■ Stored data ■
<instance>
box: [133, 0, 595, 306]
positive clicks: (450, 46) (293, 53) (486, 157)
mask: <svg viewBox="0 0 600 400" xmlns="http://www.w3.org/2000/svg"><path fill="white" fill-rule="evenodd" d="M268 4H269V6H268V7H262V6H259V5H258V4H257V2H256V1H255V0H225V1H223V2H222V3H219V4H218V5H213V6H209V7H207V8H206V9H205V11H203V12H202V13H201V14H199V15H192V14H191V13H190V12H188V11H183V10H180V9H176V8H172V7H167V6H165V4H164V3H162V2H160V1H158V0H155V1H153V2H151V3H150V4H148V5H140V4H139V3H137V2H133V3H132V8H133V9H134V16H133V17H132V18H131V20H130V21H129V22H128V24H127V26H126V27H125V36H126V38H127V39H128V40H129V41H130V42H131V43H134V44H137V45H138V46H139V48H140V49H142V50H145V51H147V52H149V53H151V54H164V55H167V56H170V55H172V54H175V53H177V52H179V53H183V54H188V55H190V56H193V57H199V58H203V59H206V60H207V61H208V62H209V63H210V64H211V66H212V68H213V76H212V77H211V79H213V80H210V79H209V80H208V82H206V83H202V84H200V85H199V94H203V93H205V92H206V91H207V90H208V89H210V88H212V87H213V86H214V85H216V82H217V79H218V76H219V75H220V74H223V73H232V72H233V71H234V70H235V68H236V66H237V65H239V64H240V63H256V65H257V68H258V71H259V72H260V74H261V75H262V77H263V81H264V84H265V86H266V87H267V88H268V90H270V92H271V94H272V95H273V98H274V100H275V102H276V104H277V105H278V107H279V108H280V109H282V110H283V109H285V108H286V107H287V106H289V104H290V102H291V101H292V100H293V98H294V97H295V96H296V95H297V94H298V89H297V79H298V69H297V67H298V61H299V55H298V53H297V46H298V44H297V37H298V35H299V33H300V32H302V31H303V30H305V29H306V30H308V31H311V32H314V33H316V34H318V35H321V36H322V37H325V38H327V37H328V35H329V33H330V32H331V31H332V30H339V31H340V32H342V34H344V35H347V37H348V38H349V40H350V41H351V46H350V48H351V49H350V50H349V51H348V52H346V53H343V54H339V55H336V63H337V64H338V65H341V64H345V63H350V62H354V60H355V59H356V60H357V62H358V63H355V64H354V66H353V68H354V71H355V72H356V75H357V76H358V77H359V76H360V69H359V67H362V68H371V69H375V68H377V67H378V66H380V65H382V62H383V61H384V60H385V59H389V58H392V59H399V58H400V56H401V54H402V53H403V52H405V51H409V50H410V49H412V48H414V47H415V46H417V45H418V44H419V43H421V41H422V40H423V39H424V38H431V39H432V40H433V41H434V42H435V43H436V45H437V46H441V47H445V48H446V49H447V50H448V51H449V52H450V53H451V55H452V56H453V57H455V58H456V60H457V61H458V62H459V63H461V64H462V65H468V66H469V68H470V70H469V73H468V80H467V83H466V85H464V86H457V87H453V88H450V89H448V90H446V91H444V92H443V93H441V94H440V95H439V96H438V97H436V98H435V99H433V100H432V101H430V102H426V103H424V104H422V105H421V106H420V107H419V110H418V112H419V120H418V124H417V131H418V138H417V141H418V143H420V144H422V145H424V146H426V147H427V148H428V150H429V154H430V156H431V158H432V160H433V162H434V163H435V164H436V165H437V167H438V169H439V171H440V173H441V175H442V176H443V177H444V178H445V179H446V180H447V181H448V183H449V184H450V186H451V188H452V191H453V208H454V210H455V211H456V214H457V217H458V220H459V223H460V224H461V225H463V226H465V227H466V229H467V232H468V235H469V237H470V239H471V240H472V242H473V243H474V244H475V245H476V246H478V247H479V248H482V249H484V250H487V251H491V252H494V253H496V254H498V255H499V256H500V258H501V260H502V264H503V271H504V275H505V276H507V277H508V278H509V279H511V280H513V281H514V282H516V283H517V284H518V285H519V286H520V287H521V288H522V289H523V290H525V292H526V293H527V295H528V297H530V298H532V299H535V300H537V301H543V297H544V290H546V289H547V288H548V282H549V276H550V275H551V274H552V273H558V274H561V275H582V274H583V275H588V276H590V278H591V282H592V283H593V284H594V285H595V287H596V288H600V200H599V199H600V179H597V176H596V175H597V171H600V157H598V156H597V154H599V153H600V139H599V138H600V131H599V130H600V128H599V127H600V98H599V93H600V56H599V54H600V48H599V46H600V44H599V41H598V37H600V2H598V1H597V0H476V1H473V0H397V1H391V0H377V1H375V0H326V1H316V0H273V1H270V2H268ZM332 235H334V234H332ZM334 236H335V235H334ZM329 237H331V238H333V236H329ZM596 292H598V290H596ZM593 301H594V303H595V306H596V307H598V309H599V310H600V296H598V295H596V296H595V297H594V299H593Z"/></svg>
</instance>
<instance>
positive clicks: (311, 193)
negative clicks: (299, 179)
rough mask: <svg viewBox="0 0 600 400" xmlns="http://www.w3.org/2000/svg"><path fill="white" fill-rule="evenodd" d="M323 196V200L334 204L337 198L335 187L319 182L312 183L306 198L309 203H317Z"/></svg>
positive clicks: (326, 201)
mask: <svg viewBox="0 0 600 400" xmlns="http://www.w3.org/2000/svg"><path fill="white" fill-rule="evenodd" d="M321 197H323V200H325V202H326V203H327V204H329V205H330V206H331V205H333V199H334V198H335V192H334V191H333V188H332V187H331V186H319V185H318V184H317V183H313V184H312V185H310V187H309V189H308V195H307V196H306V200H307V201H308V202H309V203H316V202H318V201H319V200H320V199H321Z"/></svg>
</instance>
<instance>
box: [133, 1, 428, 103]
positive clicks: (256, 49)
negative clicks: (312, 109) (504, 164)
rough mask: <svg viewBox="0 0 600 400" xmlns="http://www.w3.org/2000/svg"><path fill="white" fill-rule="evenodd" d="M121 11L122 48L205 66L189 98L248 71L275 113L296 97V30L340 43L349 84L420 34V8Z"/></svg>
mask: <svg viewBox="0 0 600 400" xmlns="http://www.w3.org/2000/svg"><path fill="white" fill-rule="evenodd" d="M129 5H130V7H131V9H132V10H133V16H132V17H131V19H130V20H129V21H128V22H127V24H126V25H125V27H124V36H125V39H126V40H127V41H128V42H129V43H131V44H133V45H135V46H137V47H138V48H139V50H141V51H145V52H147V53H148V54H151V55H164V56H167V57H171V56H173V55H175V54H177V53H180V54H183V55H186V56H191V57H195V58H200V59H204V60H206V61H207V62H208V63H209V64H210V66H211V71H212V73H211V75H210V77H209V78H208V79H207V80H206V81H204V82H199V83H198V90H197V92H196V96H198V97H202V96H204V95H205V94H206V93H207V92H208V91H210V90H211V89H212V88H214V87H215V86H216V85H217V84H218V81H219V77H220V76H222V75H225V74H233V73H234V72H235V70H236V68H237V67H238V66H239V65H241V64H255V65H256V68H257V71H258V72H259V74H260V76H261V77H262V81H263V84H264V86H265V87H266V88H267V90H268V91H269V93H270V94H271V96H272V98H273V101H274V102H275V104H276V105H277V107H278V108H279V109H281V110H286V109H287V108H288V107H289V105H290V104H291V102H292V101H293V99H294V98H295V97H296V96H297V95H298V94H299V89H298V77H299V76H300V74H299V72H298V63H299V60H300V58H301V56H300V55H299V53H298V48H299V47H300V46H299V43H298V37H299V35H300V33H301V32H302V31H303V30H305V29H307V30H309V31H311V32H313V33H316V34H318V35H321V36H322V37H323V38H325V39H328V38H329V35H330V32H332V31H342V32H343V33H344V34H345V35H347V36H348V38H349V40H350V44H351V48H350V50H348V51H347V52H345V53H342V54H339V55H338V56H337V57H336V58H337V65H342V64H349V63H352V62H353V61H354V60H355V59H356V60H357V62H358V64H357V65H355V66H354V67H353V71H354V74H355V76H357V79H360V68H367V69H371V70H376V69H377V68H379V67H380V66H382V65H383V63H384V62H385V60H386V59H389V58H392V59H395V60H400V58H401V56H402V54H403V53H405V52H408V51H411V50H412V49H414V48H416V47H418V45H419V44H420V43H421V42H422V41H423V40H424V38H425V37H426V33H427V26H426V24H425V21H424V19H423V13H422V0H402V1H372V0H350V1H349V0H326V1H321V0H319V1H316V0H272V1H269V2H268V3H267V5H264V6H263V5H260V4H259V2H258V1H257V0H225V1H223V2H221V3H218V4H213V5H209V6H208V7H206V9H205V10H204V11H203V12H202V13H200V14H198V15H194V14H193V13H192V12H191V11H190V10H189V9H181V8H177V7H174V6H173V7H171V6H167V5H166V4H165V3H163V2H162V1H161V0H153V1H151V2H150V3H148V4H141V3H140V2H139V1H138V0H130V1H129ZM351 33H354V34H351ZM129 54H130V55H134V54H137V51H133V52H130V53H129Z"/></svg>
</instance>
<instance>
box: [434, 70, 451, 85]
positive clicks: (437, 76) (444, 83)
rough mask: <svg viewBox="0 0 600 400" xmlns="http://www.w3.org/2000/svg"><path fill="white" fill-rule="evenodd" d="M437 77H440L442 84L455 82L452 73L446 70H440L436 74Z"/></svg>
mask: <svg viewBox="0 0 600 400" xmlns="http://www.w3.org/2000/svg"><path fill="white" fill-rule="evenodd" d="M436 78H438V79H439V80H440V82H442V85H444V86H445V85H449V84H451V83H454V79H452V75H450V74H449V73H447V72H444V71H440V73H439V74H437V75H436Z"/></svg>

■ What the task asks ■
Format the lines of the entries as a JSON list of strings, one string per line and with blank lines left out. Start at the first line of the entries and end at the line containing "positive clicks: (450, 46)", including both of those lines.

■ Solution for this exercise ■
[
  "<instance>",
  "box: [133, 0, 595, 306]",
  "positive clicks: (450, 46) (293, 53) (486, 157)"
]